Write out the listing below again, precisely as it is given.

▼▼▼

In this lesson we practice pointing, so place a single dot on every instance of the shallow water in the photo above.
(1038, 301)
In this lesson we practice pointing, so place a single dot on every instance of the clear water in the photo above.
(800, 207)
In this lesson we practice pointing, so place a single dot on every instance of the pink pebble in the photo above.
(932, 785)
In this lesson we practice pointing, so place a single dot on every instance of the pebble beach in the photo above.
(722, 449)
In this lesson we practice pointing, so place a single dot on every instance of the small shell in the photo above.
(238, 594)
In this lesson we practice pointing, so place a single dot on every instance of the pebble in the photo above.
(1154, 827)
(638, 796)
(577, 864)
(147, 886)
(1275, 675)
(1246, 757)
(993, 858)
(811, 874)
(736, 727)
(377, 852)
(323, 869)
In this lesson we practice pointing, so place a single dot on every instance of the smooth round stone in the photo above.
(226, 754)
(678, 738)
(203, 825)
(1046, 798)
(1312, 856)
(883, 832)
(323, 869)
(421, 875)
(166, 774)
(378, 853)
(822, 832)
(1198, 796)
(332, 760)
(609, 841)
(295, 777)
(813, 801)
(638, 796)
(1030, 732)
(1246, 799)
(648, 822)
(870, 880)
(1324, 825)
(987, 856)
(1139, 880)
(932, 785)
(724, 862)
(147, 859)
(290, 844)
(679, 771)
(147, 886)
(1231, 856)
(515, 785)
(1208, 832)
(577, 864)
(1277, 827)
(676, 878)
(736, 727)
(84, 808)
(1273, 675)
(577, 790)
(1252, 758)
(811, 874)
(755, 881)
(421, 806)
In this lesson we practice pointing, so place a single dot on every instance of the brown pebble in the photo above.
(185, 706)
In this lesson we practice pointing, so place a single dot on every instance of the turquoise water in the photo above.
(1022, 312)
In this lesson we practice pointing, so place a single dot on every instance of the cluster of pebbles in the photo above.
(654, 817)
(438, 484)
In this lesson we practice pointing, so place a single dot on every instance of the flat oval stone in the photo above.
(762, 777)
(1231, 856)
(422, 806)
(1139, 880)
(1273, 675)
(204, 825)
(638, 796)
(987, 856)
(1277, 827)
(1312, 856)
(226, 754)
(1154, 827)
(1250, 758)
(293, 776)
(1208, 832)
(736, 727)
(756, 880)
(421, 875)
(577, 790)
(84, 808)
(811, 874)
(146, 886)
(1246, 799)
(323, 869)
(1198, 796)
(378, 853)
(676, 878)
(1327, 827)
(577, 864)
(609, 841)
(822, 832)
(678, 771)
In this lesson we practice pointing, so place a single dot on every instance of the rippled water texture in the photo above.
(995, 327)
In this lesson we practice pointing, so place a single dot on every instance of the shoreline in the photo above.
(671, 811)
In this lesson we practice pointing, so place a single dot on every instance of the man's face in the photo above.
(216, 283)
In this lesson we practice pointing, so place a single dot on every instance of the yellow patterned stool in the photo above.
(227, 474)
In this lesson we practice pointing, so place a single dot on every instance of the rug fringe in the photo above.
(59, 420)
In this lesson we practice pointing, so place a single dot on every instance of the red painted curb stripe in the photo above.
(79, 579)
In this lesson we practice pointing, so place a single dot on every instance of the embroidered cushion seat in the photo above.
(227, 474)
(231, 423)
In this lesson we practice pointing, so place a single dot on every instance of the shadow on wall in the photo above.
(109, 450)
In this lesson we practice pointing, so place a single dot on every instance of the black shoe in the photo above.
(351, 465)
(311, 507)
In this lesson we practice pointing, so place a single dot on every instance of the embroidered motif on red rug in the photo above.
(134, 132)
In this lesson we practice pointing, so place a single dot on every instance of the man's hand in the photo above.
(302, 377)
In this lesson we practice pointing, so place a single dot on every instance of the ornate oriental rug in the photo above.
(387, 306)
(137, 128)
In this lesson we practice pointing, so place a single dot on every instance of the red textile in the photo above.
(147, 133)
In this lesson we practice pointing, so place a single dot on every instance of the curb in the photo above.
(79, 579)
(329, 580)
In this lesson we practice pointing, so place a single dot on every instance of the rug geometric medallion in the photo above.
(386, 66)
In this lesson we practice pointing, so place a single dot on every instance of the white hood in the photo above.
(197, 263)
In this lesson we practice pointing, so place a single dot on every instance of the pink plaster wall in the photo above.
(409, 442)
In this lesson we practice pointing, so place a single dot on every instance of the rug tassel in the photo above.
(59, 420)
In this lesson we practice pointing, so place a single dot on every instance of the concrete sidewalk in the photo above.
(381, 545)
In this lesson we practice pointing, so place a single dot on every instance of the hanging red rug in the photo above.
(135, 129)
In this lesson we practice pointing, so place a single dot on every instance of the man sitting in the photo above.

▲▲▲

• [Exercise solution]
In this lesson we practice pointing, so place a single dot on every instance of the shallow water in the photo above.
(1038, 301)
In this lesson we practice pointing, so place a single dot on every instance of the clear water in the photo above.
(800, 207)
In this lesson we practice pointing, so place a single dot on every instance of the pink pebble in the photo above.
(932, 785)
In this lesson we practice pointing, so place a single dot on every instance of the pebble beach in the photo above.
(722, 449)
In this lesson we practice pointing, so place a single dot on every instance of the small shell in the photo above.
(238, 594)
In this lesson we practice pointing, so place a single dot on every instance of the pebble in the photo above.
(1154, 827)
(638, 796)
(577, 864)
(147, 886)
(1275, 675)
(1246, 757)
(993, 858)
(811, 874)
(736, 727)
(377, 852)
(323, 869)
In this lesson we practice pointing, so place a single dot on every instance of the smooth round stone in the photo above.
(226, 754)
(678, 738)
(203, 825)
(1046, 798)
(1312, 856)
(883, 832)
(323, 869)
(421, 875)
(166, 774)
(378, 853)
(822, 832)
(1198, 796)
(332, 760)
(609, 841)
(295, 777)
(813, 801)
(638, 796)
(1030, 732)
(1246, 799)
(648, 822)
(870, 880)
(1324, 825)
(987, 856)
(1139, 880)
(932, 785)
(724, 862)
(147, 859)
(290, 844)
(679, 771)
(147, 886)
(1231, 856)
(515, 785)
(1208, 832)
(577, 864)
(1277, 827)
(676, 878)
(736, 727)
(84, 808)
(1273, 675)
(577, 790)
(1252, 758)
(811, 874)
(755, 881)
(421, 806)
In this lesson we practice pointing, so place a single dot on every instance of the brown pebble in the photo above.
(185, 706)
In this lesson we practice pointing, so place a single dot on every instance of the turquoise water in the photo above.
(1022, 312)
In this lesson we practice pointing, so place a single dot on every instance of the cluster of pebbles in the photo above.
(654, 817)
(438, 484)
In this lesson we practice pointing, so place a single dot on every instance of the flat oval stone in the photo above.
(762, 777)
(1231, 856)
(422, 806)
(1139, 880)
(1273, 675)
(204, 825)
(638, 796)
(987, 856)
(1277, 827)
(1312, 856)
(226, 754)
(1154, 827)
(1250, 758)
(293, 776)
(1208, 832)
(736, 727)
(756, 880)
(421, 875)
(577, 790)
(84, 808)
(811, 874)
(146, 886)
(1246, 799)
(323, 869)
(1198, 796)
(378, 853)
(676, 878)
(1327, 827)
(577, 864)
(609, 841)
(822, 832)
(678, 771)
In this lesson we practice pointing, so place a single dot on every instance of the rippled water texture in the photo above.
(995, 327)
In this lesson we practice pointing, so place a single dot on every instance of the shoreline in the photo above.
(671, 811)
In this lesson we practice pointing, so place a single dot on every instance of the man's face in the photo above.
(216, 283)
In this lesson we practice pointing, so place a single dot on every instance of the yellow patterned stool in the photo above.
(227, 474)
In this lesson we practice pointing, so place a single dot on every instance of the rug fringe in the photo above.
(59, 420)
In this lesson we practice pointing, so place a single dot on every instance of the red painted curb stripe in the photo above.
(79, 579)
In this lesson we practice pointing, so place a single dot on every instance of the embroidered cushion seat in the photo above.
(227, 474)
(231, 423)
In this lesson we practice pointing, so place a single dot on every instance of the shadow on wall in the photo above.
(109, 450)
In this lesson we practice pointing, so place a single dot on every instance of the black shoe in the photo above.
(351, 465)
(311, 507)
In this lesson we practice pointing, so place a single dot on every instance of the embroidered motif on red rug in the photo above.
(134, 132)
In this lesson we practice pointing, so place a single dot on every instance of the man's hand in the photo above.
(302, 377)
In this lesson we practice pointing, so place a single dot on every instance of the ornate oriental rug in the photo above.
(387, 306)
(137, 128)
In this lesson we practice pointing, so place a single dot on every instance of the red textile in the photo above.
(147, 133)
In this lesson we practice pointing, so place a single dot on every instance of the curb in the photo above.
(79, 579)
(329, 580)
In this lesson we practice pointing, so place a single dot on every instance of the rug geometric medallion in the photo above.
(386, 66)
In this lesson we practice pointing, so place a single dot on every instance of the white hood in the photo above.
(197, 263)
In this lesson we practice pointing, so place a single dot on every instance of the pink plaster wall in the photo above.
(409, 442)
In this lesson we practice pointing, so place a single dot on every instance of the rug tassel in the photo above.
(59, 420)
In this lesson we practice pointing, so place a single dot on every instance of the concrete sidewalk in the photo above.
(381, 545)
In this lesson we practice pointing, so place a single dot on every instance of the hanging red rug in the photo above.
(135, 129)
In this lesson we practice pointing, so place a single dot on every instance of the man sitting in the photo above.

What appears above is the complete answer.